PASSAGE FOR REVIEW:
Diana Myers ’21 said she, too, felt she missed out on the traditional experience of submitting a thesis. In the History and Literature Department, seniors typically hand in their binders, take photographs to post on Twitter, and have a “champagne party.”

“This year, it was just me sitting in a dorm room, hitting a button on Canvas, which was kind of sad,” she said.

Eliza C. Rubin ’21, who wrote a History of Art and Architecture thesis, said it was “disheartening” not to have “any of the pomp and circumstance” of submission — especially on top of other experiences she lost throughout the thesis process.

“You don’t get to meet with your advisor, you don’t get to reserve a carrel in Widener and have all your books in front of you,” Rubin said. “It just feels in some ways like writing a really long essay.”

Friedman also said she missed the camaraderie that senior thesis writers typically experience in spaces like Widener and Lamont.

“It felt isolating because everyone’s all throughout the world just working on their theses by themselves, whereas in a normal semester everyone would kind of be coming together,” she said. “There were definitely times when I felt like I was alone doing it.”

Ethan S. Medlin ’21, however, said the unusual circumstances of his senior year did not detract from the significance of completing his thesis in Economics.

YOUR TASKS:
1. Echo back the passage on senior theses, copying everything from "Ethan S. Medlin" down to "thesis in Economics.".
2. List every person mentioned by name in the passage on senior theses.

Stored items

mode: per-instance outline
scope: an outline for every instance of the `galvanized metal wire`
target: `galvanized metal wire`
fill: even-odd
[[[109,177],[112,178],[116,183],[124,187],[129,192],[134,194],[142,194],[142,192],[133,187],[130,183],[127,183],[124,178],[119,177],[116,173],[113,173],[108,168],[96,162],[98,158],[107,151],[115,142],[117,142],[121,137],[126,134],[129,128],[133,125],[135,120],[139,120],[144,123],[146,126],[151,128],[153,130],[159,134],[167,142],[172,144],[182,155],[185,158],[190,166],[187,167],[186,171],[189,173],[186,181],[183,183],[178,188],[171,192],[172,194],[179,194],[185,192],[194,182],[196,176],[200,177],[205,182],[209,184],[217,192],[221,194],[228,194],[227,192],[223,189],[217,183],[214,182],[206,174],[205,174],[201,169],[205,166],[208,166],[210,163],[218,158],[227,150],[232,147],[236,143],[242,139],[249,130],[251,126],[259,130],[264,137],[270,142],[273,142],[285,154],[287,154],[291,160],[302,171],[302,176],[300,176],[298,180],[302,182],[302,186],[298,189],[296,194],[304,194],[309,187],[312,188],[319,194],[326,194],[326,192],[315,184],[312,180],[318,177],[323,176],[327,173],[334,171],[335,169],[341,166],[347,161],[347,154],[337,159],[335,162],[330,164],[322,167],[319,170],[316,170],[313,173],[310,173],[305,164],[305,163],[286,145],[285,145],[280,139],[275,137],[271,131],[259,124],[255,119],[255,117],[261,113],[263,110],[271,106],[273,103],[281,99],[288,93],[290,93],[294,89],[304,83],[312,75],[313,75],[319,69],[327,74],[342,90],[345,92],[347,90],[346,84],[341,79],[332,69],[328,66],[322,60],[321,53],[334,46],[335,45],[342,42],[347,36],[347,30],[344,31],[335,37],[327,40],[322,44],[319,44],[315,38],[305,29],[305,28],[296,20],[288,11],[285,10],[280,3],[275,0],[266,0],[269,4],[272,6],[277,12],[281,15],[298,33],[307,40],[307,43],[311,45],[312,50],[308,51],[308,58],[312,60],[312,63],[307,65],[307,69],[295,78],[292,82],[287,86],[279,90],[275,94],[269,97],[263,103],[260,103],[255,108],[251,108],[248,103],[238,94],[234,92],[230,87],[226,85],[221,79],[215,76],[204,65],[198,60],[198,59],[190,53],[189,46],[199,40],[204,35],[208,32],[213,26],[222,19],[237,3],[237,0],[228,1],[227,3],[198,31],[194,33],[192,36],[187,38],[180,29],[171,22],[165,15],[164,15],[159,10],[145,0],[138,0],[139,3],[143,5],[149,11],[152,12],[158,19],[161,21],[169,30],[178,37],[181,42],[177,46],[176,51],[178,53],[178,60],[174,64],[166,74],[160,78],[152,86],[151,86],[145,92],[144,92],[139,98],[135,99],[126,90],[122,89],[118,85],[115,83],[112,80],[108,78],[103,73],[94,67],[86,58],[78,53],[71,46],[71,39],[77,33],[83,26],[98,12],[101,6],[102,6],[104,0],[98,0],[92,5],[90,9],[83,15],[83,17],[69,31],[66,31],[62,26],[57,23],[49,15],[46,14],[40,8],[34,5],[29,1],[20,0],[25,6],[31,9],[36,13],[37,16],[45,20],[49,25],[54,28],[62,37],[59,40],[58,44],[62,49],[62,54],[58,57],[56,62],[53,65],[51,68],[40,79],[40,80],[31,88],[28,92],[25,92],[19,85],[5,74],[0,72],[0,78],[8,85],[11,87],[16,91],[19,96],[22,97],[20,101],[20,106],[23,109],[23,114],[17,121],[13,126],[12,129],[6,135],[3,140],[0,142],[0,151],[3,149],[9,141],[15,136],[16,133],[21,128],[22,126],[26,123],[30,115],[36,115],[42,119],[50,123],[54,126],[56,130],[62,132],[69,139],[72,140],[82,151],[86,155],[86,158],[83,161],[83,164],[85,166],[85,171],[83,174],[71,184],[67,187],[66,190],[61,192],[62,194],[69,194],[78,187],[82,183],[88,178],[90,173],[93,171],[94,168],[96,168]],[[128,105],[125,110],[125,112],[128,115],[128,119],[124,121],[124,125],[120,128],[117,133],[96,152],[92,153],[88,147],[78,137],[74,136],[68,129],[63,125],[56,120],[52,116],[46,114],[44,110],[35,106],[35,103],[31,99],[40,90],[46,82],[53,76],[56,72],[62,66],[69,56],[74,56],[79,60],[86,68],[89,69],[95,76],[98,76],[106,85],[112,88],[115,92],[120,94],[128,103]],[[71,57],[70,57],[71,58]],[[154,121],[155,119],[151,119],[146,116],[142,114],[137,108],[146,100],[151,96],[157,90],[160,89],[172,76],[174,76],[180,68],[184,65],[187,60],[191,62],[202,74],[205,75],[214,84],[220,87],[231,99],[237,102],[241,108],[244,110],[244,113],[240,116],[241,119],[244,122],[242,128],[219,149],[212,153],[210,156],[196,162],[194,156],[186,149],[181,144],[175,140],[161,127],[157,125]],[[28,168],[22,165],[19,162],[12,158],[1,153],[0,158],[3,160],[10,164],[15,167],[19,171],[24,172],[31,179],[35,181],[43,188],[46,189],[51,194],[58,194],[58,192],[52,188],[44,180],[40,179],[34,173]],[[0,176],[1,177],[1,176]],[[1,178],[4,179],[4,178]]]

ANSWERS FOR EACH ITEM:
1.
Ethan S. Medlin ’21, however, said the unusual circumstances of his senior year did not detract from the significance of completing his thesis in Economics.

2.
Diana Myers
Eliza C. Rubin
Friedman
Ethan S. Medlin